▶ Exercise brief
Give the part of the entries that opens with the line containing "Set-play tagging: locate each instance of the blurred background" and closes with the line containing "(1279, 654)", both of those lines included, as a Markdown table with the columns Row and Entry line. Number each line in Row, and leave out any blank lines.

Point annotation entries
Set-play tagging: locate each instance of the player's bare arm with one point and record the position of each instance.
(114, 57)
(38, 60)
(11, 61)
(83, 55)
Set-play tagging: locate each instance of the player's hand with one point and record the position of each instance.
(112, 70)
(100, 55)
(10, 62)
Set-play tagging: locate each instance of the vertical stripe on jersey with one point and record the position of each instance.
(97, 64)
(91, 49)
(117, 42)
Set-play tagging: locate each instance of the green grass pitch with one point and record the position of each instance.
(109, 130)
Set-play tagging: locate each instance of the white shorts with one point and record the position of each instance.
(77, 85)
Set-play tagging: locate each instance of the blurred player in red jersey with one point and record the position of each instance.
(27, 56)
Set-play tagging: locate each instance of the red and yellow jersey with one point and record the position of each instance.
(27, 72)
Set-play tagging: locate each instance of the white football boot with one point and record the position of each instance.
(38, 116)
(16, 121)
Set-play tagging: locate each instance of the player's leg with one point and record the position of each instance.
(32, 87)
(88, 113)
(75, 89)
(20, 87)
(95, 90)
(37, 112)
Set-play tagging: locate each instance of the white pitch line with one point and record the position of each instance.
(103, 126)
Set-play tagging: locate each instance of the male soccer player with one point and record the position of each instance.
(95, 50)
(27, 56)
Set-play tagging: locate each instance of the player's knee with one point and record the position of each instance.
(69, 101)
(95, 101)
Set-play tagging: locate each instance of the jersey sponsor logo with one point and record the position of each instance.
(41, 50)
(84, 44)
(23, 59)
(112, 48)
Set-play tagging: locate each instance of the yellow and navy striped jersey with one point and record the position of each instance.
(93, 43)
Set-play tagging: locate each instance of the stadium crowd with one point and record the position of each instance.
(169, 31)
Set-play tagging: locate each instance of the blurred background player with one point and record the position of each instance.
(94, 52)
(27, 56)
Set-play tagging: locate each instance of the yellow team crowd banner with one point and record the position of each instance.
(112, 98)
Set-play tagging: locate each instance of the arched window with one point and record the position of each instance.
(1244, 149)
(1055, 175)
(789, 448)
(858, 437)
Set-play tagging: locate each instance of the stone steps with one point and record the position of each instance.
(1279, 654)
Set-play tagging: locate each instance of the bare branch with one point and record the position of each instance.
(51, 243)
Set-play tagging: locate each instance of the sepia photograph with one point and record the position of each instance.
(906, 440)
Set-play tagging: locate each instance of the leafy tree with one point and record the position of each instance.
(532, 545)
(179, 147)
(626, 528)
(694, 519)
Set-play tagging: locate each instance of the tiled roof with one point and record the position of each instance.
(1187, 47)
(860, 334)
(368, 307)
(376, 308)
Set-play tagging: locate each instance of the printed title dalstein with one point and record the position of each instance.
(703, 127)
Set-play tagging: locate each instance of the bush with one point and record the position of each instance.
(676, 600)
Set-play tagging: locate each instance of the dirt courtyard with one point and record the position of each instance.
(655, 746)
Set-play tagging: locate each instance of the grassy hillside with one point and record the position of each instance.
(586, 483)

▶ Response to the task
| Row | Entry line |
|---|---|
| 1 | Set-play tagging: locate each instance of the blurred background player with one point and record the position of each instance. |
| 2 | (94, 52) |
| 3 | (27, 56) |
| 4 | Set-play tagging: locate each instance of the yellow team crowd banner with one point and record the position of each instance. |
| 5 | (112, 98) |
| 6 | Set-play tagging: locate each instance of the arched window with one point and record the position of each instance. |
| 7 | (1244, 149) |
| 8 | (1055, 175) |
| 9 | (789, 448) |
| 10 | (858, 437) |
| 11 | Set-play tagging: locate each instance of the stone steps with one point and record the position of each instance. |
| 12 | (1279, 654) |